TASK
All entries should be copied exactly; the pictures stay out.

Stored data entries
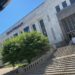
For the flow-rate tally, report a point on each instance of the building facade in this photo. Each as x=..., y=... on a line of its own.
x=53, y=18
x=3, y=4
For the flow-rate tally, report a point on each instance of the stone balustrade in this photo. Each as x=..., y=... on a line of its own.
x=67, y=50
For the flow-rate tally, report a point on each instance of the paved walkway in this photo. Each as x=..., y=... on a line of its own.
x=5, y=70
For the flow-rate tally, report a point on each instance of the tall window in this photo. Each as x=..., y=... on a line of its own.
x=43, y=27
x=34, y=27
x=72, y=1
x=26, y=29
x=64, y=4
x=57, y=8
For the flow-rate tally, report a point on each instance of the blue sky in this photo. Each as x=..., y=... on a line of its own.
x=15, y=11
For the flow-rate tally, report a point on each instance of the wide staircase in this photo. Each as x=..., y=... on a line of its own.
x=54, y=62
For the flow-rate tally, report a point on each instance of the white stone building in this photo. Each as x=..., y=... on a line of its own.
x=54, y=18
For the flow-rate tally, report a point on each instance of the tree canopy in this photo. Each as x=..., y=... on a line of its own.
x=24, y=47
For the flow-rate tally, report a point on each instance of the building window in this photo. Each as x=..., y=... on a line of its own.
x=26, y=29
x=57, y=8
x=16, y=34
x=72, y=1
x=43, y=27
x=34, y=27
x=64, y=4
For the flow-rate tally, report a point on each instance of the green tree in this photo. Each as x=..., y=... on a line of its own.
x=24, y=47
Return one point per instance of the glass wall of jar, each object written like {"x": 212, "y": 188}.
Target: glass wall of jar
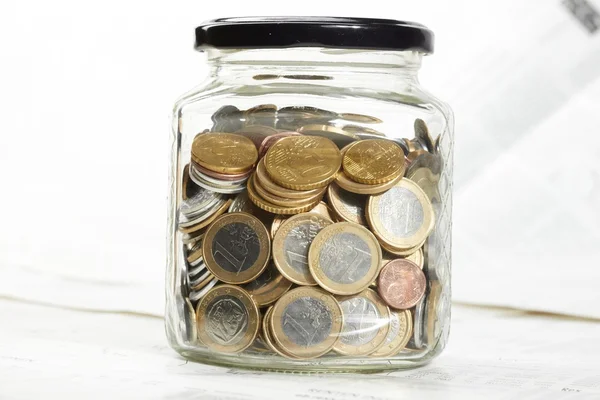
{"x": 309, "y": 225}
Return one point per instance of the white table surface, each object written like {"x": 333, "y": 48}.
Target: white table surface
{"x": 57, "y": 352}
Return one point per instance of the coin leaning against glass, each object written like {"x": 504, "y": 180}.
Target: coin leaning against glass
{"x": 210, "y": 184}
{"x": 224, "y": 152}
{"x": 401, "y": 284}
{"x": 366, "y": 324}
{"x": 307, "y": 322}
{"x": 208, "y": 219}
{"x": 418, "y": 257}
{"x": 344, "y": 258}
{"x": 398, "y": 335}
{"x": 402, "y": 217}
{"x": 373, "y": 161}
{"x": 228, "y": 319}
{"x": 291, "y": 245}
{"x": 303, "y": 162}
{"x": 236, "y": 248}
{"x": 268, "y": 287}
{"x": 267, "y": 183}
{"x": 267, "y": 334}
{"x": 265, "y": 205}
{"x": 346, "y": 205}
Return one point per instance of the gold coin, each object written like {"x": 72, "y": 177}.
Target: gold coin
{"x": 373, "y": 161}
{"x": 437, "y": 308}
{"x": 268, "y": 287}
{"x": 267, "y": 183}
{"x": 338, "y": 136}
{"x": 306, "y": 322}
{"x": 291, "y": 243}
{"x": 417, "y": 257}
{"x": 217, "y": 213}
{"x": 360, "y": 188}
{"x": 303, "y": 162}
{"x": 399, "y": 334}
{"x": 267, "y": 334}
{"x": 347, "y": 206}
{"x": 402, "y": 217}
{"x": 274, "y": 208}
{"x": 236, "y": 248}
{"x": 226, "y": 153}
{"x": 277, "y": 221}
{"x": 366, "y": 326}
{"x": 360, "y": 118}
{"x": 344, "y": 258}
{"x": 228, "y": 319}
{"x": 281, "y": 201}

TASK RESPONSE
For the flow-rate tally, report a point on each instance of the building facade in this photo. Each as x=..., y=... on a line of its own.
x=53, y=18
x=3, y=4
For the flow-rate tally, report a point on each instance of the stone balustrade in this photo. Each as x=..., y=... on a line of its own.
x=67, y=50
For the flow-rate tally, report a point on each instance of the paved walkway in this photo. Each as x=..., y=... on a line of its own.
x=5, y=70
For the flow-rate tally, report a point on each instance of the tall window in this photo. Each as x=..., y=... on a line of its own.
x=43, y=27
x=34, y=27
x=72, y=1
x=26, y=29
x=64, y=4
x=57, y=8
For the flow-rate tally, report a point on each instance of the blue sky in this photo. Each as x=..., y=... on a line of its own.
x=15, y=11
For the flow-rate tally, report a point on each instance of the wide staircase in this photo. Each as x=..., y=... on a line of its own.
x=54, y=62
For the flow-rate tally, report a point on each instance of the white stone building in this photo. Each as x=..., y=... on a line of its own.
x=54, y=18
For the flow-rate tally, report a point on each instance of the tree canopy in this photo. Each as x=..., y=... on a line of its own.
x=24, y=47
For the flow-rate tally, report a point on each instance of the building window in this photo. Each as x=..., y=... on a line of its own.
x=26, y=29
x=57, y=8
x=16, y=34
x=72, y=1
x=43, y=27
x=34, y=27
x=64, y=4
For the flow-rate tally, report a point on each instance of the green tree in this photo. Each as x=..., y=... on a line of its own.
x=24, y=47
Return one point per instance of the glass wall of jar, each object written like {"x": 212, "y": 188}.
Target: glass wall of jar
{"x": 309, "y": 225}
Return one point per instance of the white table surface, each object written like {"x": 333, "y": 48}.
Target: white table surface
{"x": 57, "y": 352}
Return one point per instance of the coin leaning against glass, each object written like {"x": 504, "y": 180}.
Target: coin leaning against glass
{"x": 210, "y": 184}
{"x": 224, "y": 152}
{"x": 401, "y": 284}
{"x": 366, "y": 324}
{"x": 307, "y": 322}
{"x": 208, "y": 219}
{"x": 418, "y": 257}
{"x": 344, "y": 258}
{"x": 398, "y": 335}
{"x": 402, "y": 217}
{"x": 373, "y": 161}
{"x": 228, "y": 319}
{"x": 291, "y": 245}
{"x": 303, "y": 162}
{"x": 236, "y": 248}
{"x": 268, "y": 287}
{"x": 267, "y": 183}
{"x": 267, "y": 334}
{"x": 265, "y": 205}
{"x": 346, "y": 205}
Return one point per instance of the gold coin, each object written like {"x": 72, "y": 177}.
Target: gold coin
{"x": 373, "y": 161}
{"x": 437, "y": 308}
{"x": 268, "y": 287}
{"x": 267, "y": 183}
{"x": 338, "y": 136}
{"x": 306, "y": 322}
{"x": 291, "y": 243}
{"x": 417, "y": 257}
{"x": 217, "y": 213}
{"x": 360, "y": 188}
{"x": 303, "y": 162}
{"x": 399, "y": 334}
{"x": 267, "y": 334}
{"x": 347, "y": 206}
{"x": 402, "y": 217}
{"x": 274, "y": 208}
{"x": 236, "y": 248}
{"x": 226, "y": 153}
{"x": 277, "y": 221}
{"x": 366, "y": 326}
{"x": 360, "y": 118}
{"x": 344, "y": 258}
{"x": 228, "y": 319}
{"x": 281, "y": 201}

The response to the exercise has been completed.